(Rows of box annotation data)
★ ★ ★

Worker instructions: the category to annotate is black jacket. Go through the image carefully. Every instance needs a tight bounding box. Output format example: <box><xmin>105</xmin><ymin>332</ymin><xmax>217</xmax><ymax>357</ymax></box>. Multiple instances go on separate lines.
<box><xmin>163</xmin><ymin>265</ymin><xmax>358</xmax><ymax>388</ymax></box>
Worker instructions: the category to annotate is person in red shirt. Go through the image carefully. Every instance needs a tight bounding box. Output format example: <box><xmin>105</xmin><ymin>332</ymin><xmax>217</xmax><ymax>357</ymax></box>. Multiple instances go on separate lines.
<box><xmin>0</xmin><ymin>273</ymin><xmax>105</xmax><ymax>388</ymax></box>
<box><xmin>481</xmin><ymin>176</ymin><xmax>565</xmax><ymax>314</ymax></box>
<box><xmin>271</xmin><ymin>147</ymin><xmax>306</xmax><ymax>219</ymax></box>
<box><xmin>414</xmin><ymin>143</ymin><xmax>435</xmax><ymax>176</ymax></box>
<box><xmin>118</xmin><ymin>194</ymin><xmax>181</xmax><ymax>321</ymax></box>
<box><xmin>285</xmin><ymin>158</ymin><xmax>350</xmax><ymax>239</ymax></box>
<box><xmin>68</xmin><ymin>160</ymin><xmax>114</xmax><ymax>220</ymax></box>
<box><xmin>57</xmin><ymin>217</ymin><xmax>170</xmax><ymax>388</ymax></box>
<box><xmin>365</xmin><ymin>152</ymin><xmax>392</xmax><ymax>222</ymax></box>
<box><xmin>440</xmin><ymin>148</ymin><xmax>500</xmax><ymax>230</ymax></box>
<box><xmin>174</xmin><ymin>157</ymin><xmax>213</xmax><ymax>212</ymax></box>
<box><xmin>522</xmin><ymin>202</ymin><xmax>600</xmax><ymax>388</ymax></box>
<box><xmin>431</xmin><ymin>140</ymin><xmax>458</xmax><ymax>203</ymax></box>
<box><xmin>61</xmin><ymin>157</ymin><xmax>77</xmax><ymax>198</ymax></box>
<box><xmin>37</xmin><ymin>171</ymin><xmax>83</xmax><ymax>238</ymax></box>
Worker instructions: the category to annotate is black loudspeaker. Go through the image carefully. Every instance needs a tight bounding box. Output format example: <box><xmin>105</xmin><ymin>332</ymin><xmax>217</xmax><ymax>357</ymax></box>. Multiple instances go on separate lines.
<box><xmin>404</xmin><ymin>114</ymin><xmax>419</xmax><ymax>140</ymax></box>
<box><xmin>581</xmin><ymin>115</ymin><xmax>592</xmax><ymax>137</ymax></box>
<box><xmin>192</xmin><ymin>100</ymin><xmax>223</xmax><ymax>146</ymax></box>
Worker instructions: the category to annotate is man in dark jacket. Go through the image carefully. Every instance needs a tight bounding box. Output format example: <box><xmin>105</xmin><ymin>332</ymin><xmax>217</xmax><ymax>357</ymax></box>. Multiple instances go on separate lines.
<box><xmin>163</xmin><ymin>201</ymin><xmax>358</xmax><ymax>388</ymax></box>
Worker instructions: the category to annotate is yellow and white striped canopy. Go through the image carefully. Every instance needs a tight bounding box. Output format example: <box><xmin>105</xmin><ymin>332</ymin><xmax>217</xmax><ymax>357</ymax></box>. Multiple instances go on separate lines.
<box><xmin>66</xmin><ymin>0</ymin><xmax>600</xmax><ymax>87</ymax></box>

★ ★ ★

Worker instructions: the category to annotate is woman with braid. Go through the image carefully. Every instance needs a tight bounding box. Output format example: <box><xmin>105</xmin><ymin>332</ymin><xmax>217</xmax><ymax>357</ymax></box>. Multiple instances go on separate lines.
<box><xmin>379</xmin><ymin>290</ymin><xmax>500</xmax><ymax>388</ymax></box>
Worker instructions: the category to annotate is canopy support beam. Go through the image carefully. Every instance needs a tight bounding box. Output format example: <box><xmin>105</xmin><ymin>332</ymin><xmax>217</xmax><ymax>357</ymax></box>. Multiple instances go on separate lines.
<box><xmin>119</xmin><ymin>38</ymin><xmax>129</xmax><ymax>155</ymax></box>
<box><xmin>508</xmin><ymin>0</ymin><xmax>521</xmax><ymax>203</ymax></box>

★ ★ ★

Please identify every line of the data above that contains the word "with", and copy each such line in full.

## [The answer]
Worker instructions: the category to annotate is woman with braid. Go through the image carefully. Every instance needs a tight bounding box. Output format example: <box><xmin>105</xmin><ymin>332</ymin><xmax>217</xmax><ymax>357</ymax></box>. Multiple instances go on separate lines.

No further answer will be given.